**Text segment**

----

Julian Schnabel: an audience with the ‘master’, HTSI, FT Weekend, February 2021
Interview with artist Julian Schnabel for a cover feature for the FT Weekend.
Published 24 February 2021
“Boisterous, bombastic and filled with braggadocio. On the publication of a super-sized new monograph, the artist is as combustible as ever.”

Extract
Just after Donald Trump lost the US presidential election, and as he grew obstinate in his refusal to concede, the artist Julian Schnabel turned his attention to two things: a new series of flower paintings (bold pink buds and green leaves, painted over crockery, a glimmer of optimistic blue sky showing through) and a concession speech for the soon-to-be ex-president to deliver, which he emailed to Trump’s daughter Ivanka.

----

**Dataset records**
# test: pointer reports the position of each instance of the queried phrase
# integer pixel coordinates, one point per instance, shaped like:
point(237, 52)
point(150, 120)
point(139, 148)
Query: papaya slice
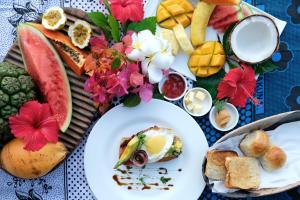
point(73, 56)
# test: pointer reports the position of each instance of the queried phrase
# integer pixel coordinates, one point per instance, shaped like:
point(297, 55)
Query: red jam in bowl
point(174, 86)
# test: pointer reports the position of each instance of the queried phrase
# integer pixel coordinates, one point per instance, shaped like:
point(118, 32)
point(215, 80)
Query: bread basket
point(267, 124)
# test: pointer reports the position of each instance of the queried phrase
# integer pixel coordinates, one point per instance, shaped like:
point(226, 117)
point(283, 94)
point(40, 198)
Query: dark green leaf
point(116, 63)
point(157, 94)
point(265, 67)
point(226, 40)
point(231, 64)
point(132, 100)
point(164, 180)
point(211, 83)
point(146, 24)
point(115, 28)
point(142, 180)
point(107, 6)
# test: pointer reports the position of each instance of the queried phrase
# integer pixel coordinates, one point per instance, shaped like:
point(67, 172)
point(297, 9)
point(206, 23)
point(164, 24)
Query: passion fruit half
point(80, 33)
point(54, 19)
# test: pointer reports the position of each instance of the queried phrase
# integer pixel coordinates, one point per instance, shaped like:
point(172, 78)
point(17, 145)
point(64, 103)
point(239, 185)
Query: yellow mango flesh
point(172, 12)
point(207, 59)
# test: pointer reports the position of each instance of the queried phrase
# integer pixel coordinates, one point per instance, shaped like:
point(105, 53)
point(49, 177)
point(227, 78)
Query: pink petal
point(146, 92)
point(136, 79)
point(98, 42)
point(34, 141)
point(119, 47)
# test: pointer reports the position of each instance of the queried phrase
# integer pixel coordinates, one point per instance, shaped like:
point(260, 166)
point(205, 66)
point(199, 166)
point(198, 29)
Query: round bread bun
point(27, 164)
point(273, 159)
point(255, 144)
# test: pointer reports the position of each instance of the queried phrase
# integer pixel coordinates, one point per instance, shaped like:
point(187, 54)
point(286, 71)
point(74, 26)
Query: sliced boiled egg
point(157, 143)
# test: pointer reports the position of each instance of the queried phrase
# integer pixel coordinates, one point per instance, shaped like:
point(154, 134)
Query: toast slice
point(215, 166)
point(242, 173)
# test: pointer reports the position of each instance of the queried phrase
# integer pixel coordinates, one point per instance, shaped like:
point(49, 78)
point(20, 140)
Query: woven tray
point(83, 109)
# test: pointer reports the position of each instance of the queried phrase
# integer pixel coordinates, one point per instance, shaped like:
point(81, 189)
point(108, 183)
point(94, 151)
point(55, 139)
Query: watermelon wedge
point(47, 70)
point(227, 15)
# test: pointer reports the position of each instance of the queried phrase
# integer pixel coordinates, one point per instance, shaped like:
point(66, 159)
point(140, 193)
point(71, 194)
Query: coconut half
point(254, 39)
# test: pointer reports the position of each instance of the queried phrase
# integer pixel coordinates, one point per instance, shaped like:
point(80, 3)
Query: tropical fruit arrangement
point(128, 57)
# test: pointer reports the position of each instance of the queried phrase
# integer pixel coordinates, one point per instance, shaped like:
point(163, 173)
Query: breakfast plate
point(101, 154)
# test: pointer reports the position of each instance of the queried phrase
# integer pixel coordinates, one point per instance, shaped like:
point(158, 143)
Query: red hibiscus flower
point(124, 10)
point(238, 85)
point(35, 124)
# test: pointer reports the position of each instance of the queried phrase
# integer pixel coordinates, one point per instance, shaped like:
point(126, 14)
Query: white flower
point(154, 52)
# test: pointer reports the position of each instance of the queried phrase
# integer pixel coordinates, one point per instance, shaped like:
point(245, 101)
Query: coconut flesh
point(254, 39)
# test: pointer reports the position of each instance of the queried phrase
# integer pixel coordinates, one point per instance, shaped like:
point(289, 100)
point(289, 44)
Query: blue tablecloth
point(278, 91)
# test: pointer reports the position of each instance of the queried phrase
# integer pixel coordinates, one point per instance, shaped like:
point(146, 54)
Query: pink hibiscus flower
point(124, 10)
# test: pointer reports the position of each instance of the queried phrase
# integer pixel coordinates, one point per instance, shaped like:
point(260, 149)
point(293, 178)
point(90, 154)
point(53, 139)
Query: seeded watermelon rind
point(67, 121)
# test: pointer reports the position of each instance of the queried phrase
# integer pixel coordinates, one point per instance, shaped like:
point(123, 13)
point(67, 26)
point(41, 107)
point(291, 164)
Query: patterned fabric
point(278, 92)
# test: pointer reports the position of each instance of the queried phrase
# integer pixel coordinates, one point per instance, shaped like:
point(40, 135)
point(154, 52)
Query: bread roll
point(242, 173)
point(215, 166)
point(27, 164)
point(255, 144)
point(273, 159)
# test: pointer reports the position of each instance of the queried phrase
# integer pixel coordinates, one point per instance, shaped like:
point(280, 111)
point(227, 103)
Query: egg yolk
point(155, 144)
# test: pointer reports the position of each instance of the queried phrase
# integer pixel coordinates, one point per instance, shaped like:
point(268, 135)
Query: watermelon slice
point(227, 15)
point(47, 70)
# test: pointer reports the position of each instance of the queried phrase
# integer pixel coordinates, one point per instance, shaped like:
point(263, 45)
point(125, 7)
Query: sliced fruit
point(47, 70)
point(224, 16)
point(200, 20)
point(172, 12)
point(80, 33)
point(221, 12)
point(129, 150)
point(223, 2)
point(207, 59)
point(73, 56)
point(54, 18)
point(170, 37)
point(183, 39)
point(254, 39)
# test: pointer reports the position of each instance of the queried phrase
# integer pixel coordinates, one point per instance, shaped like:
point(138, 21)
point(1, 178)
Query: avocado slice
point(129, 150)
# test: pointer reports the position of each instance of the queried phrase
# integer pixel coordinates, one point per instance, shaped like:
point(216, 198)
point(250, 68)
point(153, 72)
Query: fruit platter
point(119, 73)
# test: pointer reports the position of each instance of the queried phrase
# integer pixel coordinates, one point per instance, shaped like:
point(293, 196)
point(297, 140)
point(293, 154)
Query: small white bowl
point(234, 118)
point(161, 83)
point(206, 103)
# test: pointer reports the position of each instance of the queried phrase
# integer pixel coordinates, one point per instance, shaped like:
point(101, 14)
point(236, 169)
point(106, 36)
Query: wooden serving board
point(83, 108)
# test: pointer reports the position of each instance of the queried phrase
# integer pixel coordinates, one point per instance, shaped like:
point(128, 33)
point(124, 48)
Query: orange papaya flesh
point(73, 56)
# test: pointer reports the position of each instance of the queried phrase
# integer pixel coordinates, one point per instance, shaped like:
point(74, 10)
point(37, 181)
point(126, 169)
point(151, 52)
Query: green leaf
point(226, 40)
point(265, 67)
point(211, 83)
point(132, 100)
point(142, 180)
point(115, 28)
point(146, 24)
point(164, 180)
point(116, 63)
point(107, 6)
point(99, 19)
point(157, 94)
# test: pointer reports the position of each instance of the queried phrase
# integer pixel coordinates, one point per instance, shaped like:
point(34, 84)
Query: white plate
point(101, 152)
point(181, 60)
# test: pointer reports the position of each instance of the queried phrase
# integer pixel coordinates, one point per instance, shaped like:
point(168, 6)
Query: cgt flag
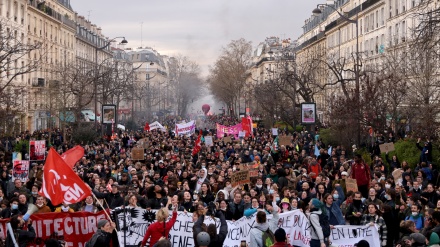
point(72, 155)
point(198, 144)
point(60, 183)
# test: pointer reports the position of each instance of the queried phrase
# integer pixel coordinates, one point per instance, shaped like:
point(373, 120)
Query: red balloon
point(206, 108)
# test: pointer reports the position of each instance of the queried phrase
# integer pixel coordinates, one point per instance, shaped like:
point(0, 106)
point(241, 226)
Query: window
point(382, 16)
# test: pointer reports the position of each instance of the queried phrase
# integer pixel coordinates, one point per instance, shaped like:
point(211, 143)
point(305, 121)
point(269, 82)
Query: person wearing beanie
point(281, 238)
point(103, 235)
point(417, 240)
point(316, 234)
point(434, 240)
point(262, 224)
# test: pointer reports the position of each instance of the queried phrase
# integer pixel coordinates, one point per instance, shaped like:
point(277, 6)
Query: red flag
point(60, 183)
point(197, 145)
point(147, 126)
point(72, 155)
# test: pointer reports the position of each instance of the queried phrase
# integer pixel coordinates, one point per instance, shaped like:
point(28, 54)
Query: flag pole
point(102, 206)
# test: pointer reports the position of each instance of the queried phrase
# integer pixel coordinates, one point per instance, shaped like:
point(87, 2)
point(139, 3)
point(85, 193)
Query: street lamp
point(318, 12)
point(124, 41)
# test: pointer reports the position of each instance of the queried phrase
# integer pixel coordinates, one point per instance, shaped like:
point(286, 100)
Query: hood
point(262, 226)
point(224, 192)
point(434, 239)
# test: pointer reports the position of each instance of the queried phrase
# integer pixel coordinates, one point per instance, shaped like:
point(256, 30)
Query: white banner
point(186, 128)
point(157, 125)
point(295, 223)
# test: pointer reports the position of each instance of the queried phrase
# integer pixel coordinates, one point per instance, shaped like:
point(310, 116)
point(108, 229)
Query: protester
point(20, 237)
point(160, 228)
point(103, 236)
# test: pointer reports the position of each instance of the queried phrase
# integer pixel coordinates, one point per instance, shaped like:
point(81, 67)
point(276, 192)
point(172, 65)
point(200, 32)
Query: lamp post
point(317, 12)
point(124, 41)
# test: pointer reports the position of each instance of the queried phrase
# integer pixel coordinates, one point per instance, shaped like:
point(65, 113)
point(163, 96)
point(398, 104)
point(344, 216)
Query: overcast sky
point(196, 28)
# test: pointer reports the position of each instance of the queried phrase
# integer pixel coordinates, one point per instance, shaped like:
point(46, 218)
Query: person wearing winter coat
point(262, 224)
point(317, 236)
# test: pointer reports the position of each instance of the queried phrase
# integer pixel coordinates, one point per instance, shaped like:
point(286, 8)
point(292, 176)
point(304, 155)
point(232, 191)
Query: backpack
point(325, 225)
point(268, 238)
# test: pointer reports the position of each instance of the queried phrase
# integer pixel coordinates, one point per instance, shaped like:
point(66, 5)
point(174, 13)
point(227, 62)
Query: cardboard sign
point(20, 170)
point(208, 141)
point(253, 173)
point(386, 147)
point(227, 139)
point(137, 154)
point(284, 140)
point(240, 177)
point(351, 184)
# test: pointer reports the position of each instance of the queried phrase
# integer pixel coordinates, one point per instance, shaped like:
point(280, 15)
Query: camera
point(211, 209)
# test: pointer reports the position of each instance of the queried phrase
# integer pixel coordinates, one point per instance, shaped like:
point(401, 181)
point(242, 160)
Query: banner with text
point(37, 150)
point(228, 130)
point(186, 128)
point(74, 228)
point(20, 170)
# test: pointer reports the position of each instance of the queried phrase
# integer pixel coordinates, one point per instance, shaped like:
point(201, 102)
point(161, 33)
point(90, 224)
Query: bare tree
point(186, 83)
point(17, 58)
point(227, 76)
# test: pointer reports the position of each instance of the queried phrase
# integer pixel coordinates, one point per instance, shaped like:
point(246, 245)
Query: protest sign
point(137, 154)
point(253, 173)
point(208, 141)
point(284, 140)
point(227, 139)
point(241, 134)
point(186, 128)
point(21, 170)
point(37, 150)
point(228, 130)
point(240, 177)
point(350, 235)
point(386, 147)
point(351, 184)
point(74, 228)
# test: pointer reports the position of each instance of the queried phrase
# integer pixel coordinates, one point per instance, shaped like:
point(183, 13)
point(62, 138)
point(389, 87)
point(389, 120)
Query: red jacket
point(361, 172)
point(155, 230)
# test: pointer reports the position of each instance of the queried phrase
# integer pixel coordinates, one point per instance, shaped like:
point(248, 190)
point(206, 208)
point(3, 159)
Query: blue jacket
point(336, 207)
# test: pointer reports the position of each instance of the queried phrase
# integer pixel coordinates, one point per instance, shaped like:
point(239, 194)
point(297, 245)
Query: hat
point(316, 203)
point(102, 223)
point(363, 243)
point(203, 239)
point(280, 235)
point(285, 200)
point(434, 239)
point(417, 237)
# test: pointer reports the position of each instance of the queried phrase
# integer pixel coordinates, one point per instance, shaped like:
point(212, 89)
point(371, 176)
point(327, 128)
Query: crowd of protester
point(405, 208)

----

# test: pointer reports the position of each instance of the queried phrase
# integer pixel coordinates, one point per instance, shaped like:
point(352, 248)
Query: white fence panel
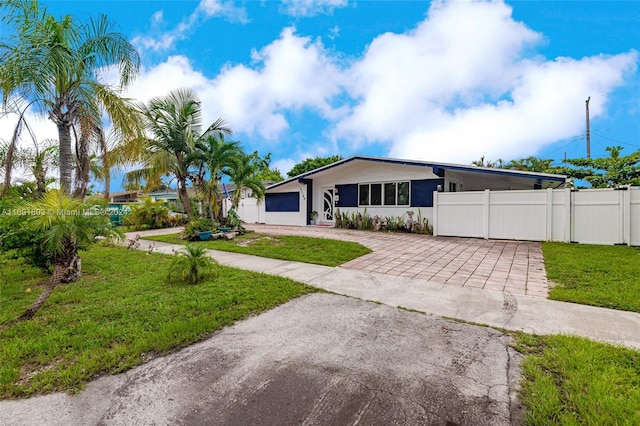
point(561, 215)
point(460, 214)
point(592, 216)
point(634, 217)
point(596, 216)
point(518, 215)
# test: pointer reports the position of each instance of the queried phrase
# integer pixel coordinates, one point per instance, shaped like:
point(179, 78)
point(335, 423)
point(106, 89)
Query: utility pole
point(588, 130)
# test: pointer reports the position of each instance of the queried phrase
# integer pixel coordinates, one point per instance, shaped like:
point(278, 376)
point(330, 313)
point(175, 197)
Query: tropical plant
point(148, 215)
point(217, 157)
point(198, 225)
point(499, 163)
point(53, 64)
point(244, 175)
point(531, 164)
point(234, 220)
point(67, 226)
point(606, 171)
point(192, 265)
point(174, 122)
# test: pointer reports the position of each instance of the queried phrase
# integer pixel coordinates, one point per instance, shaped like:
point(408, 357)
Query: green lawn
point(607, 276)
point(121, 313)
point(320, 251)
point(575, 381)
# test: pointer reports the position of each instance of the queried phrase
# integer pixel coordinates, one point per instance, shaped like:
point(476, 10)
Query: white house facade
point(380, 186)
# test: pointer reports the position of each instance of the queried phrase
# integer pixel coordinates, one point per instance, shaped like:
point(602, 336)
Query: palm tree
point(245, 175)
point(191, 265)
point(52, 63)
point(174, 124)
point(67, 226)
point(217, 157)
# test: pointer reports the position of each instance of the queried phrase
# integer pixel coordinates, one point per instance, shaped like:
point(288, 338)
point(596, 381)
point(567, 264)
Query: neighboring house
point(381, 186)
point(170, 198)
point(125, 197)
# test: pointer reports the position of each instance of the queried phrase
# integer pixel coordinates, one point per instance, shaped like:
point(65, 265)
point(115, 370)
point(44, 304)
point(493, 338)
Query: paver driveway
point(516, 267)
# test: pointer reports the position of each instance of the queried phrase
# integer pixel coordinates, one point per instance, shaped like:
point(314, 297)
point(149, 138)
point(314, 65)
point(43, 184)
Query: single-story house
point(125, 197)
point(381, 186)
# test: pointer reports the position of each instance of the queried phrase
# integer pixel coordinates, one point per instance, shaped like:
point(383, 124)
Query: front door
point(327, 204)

----

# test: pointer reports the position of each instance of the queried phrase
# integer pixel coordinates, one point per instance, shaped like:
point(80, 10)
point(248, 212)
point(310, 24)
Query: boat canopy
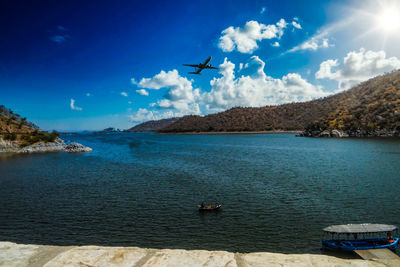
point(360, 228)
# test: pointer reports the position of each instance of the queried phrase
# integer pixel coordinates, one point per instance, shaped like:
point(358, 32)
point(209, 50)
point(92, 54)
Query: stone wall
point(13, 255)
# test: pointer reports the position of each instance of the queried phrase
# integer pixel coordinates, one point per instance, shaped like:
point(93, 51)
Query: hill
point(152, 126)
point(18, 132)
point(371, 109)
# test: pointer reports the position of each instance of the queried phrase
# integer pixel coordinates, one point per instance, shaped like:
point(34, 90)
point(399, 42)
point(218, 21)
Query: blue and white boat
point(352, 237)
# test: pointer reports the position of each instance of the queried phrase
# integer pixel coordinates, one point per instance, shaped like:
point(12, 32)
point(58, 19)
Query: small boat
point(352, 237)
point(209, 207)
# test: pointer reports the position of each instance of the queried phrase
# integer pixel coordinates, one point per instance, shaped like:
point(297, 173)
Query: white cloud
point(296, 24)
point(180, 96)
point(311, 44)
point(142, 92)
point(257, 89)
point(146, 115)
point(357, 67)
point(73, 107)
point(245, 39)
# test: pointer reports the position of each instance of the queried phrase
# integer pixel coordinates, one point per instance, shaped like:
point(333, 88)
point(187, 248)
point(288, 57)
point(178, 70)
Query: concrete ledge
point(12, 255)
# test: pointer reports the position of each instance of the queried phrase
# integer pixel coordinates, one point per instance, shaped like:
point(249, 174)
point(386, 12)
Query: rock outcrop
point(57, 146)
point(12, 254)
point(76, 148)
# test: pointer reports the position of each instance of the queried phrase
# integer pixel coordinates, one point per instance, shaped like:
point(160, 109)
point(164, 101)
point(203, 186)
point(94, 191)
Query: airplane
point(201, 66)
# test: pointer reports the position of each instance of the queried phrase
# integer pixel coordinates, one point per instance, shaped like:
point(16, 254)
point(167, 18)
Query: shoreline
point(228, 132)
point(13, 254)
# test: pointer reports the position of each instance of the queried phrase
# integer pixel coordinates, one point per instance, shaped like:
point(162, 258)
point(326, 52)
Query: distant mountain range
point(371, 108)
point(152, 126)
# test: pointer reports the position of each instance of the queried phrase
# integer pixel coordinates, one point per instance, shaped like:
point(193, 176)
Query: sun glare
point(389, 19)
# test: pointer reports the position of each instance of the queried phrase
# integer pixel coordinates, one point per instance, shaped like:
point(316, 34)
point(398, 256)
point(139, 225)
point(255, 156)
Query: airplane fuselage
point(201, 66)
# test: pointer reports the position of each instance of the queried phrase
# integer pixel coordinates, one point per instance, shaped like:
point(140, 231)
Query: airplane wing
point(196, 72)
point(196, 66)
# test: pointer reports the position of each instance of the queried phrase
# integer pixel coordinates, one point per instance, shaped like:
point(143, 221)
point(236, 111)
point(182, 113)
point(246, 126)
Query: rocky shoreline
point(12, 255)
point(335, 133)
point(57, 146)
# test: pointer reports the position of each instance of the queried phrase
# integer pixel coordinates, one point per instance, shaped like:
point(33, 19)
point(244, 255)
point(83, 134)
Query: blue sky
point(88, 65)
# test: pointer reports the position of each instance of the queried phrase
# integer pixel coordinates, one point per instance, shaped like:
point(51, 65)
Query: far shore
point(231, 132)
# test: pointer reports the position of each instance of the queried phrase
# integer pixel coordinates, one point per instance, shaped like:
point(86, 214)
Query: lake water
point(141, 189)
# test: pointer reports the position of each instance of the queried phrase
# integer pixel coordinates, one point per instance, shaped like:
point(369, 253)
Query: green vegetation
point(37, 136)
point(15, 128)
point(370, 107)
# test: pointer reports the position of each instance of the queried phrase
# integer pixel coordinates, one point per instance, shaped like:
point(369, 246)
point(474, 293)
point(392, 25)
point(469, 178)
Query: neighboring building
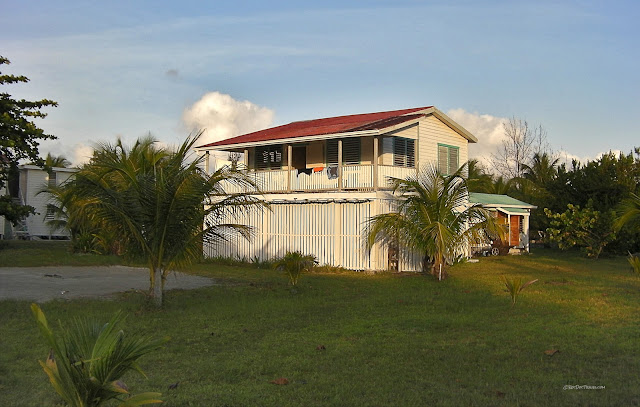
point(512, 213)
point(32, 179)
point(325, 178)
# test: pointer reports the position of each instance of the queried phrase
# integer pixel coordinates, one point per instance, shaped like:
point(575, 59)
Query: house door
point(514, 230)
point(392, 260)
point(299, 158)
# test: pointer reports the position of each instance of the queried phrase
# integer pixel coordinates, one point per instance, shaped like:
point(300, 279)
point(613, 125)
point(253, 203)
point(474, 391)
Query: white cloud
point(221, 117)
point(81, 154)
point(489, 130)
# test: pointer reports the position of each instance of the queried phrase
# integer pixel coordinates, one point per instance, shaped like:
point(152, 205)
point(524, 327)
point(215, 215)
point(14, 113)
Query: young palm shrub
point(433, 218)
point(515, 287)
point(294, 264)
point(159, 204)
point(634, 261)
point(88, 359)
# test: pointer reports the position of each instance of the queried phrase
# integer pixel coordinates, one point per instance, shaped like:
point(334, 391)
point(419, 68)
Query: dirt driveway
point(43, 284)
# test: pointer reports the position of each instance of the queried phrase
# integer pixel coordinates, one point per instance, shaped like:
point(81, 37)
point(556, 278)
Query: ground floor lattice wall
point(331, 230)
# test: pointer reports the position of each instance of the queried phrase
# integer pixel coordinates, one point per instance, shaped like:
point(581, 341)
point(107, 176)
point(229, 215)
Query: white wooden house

----

**Brief 1**
Answer from the Julian Schnabel interview:
(a) On what date was it published?
(b) What did Schnabel email to Ivanka Trump?
(c) What color is the sky showing through in the new flower paintings?
**Brief 2**
Say whether each statement agrees with the Julian Schnabel interview, and quote the words that decide it.
(a) The interview was done for a cover feature for the FT Weekend.
(b) Schnabel emailed the concession speech directly to Donald Trump.
(c) The new flower paintings are painted over crockery.
**Brief 3**
Retype the part of the Julian Schnabel interview that opens with the words containing "Julian Schnabel: an" and closes with "the FT Weekend.".
The entries come from a source other than the Julian Schnabel interview.

**Exercise answer 1**
(a) 24 February 2021
(b) A concession speech for the soon-to-be ex-president to deliver
(c) Blue

**Exercise answer 2**
(a) Yes: "Interview with artist Julian Schnabel for a cover feature for the FT Weekend."
(b) No: "which he emailed to Trump’s daughter Ivanka"
(c) Yes: "painted over crockery"

**Exercise answer 3**
Julian Schnabel: an audience with the ‘master’, HTSI, FT Weekend, February 2021
Interview with artist Julian Schnabel for a cover feature for the FT Weekend.